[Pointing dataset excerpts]

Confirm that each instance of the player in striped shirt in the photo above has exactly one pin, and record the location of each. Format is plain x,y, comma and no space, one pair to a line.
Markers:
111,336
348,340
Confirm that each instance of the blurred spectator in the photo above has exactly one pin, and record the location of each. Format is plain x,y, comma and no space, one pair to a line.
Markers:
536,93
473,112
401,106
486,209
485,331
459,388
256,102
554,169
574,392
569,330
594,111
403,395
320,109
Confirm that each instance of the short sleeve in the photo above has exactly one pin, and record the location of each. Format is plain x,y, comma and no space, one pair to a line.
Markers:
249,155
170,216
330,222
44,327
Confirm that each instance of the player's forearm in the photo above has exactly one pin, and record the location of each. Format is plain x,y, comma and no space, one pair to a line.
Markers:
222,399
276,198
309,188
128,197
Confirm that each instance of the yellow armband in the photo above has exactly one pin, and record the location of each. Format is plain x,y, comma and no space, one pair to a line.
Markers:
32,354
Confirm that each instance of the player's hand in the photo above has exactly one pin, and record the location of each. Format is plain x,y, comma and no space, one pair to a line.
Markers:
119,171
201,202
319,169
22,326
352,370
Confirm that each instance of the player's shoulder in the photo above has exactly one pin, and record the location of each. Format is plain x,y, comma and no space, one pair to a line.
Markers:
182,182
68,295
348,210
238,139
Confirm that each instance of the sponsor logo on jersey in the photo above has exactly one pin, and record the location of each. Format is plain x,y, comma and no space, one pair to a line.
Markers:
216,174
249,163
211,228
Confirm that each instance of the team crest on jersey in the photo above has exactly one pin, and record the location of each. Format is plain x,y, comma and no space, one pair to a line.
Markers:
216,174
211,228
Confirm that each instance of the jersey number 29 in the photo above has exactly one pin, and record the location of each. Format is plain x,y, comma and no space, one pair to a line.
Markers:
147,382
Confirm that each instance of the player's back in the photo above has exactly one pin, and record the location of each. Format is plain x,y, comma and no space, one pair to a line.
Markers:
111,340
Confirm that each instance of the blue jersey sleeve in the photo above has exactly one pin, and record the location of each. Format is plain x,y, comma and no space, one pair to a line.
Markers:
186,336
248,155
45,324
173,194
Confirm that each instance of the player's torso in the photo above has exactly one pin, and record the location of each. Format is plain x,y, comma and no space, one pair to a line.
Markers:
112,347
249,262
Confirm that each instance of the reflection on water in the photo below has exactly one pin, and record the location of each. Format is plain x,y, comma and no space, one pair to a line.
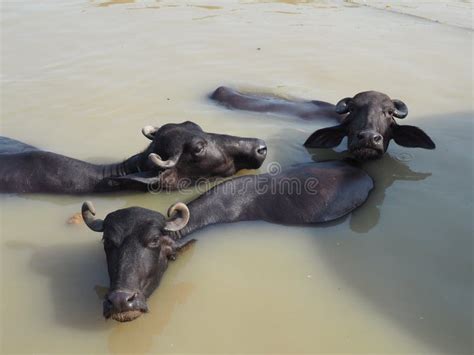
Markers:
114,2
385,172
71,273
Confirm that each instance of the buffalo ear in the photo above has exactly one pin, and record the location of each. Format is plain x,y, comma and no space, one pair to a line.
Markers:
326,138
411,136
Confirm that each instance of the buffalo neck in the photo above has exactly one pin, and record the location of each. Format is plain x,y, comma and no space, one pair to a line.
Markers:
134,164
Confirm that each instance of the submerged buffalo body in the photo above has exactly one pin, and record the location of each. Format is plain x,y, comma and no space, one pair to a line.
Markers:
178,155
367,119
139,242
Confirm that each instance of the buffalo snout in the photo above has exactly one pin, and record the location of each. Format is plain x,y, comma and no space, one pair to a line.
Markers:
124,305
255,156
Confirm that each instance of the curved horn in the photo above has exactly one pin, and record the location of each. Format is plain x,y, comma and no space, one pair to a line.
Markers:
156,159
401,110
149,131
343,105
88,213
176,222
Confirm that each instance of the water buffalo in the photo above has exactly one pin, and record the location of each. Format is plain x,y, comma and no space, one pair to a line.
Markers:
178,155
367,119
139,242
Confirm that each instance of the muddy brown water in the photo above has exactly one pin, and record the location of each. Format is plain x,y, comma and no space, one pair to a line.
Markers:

_The request:_
Copy the rows above word for word, starting with the line that contains "Confirm that each instance of the muddy" and continuing through the last line of the rows, with both ends included.

_Output below:_
Confirm that each instance of the muddy brown water in the photo above has exactly one pin, and record the location of each. Format is plain x,y, comma and no space, one pair to a line.
Markers:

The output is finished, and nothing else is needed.